We wszystkich poniższych danych zamień „microscopy image” na „photograph”, a resztę tekstu przepisz bez zmian. Obrazy pomiń w odpowiedzi.

= Dane =

------------------------

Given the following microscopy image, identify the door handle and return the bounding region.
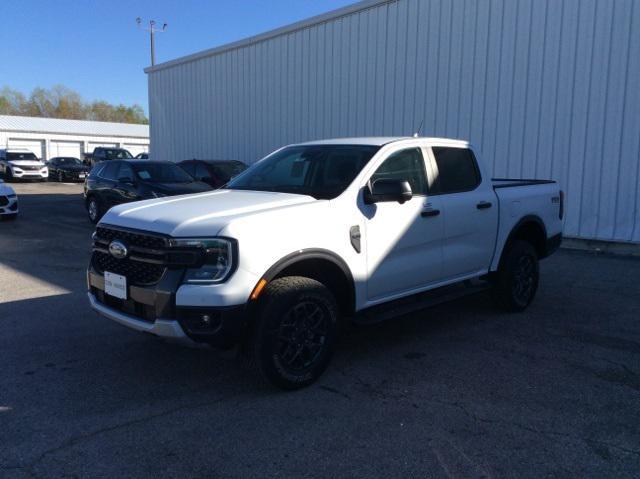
[420,210,440,218]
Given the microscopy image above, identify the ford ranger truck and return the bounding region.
[88,138,564,389]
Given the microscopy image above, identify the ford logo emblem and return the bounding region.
[109,240,129,259]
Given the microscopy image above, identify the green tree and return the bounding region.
[0,85,149,124]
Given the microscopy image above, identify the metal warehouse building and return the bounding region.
[146,0,640,242]
[0,115,149,160]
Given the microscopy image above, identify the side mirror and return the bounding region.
[364,178,413,205]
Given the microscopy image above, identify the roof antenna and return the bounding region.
[413,118,424,138]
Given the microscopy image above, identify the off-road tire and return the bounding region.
[493,240,540,312]
[248,276,339,390]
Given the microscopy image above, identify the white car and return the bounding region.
[0,148,49,181]
[0,180,18,220]
[87,137,564,389]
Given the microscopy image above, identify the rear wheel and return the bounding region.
[250,276,339,390]
[493,240,540,311]
[87,196,102,224]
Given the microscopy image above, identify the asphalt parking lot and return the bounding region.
[0,183,640,478]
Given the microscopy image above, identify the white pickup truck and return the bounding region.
[88,137,563,389]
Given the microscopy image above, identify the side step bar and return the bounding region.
[352,281,491,325]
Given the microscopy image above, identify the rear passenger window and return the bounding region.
[432,146,480,194]
[371,148,427,195]
[100,161,120,180]
[180,161,196,178]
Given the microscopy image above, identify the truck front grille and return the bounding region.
[91,226,205,286]
[92,251,166,286]
[91,226,168,286]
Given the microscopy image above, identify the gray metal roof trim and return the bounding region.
[144,0,399,73]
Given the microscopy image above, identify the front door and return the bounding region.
[361,148,443,302]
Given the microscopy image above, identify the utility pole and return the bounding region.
[136,17,167,66]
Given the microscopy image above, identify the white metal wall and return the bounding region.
[148,0,640,246]
[0,129,149,160]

------------------------

= Wynik poniżej =
Given the following photograph, identify the door handle and return the bounding region.
[420,210,440,218]
Given the photograph above, identify the ford ranger truck and return the bounding region.
[88,138,564,389]
Given the photograph above, identify the ford logo emblem and return the bounding region.
[109,240,129,259]
Given the photograph above, identify the green tree and return the bounding region.
[0,85,149,124]
Given the photograph above, identify the metal warehouse building and return the bounding region.
[146,0,640,242]
[0,115,149,160]
Given the photograph above, identify the side mirror and return the bounding region.
[364,178,413,205]
Given the photograph above, identify the roof antenna and return the bounding region.
[413,118,424,138]
Given the photograph above, identify the off-road tire and return the bounding region.
[493,240,540,312]
[248,276,339,390]
Given the photograph above, identify the white car and return the bounding region.
[0,148,49,181]
[0,180,18,220]
[87,137,564,389]
Given the photograph above, identify the rear wheel and return the bounding region.
[250,276,339,390]
[493,240,540,311]
[87,196,102,224]
Given the photograph above, identify the asphalt parking lot and return the bounding region.
[0,183,640,478]
Given the photograph above, identify the white pickup truck and return the bounding region.
[88,137,563,389]
Given the photograph above, identify the side step bar and return the bounding region.
[352,281,491,325]
Given the photograph above, identify the rear passenger window and return the bounding region.
[432,146,480,194]
[371,148,427,195]
[100,161,120,180]
[180,161,196,178]
Given the photograph above, identify the truck front grille and return the bounding region.
[91,226,205,286]
[92,251,166,286]
[91,226,168,286]
Given the photograph above, identify the gray metal roof trim and return the bounding region.
[144,0,399,73]
Given the photograph above, identify the front door and return the bounding region.
[361,148,443,302]
Given the photograph above, identify the utility pole and return the bounding region.
[136,17,167,66]
Given the photograph above, identify the white metal wall and return the bounding region.
[148,0,640,246]
[0,129,149,160]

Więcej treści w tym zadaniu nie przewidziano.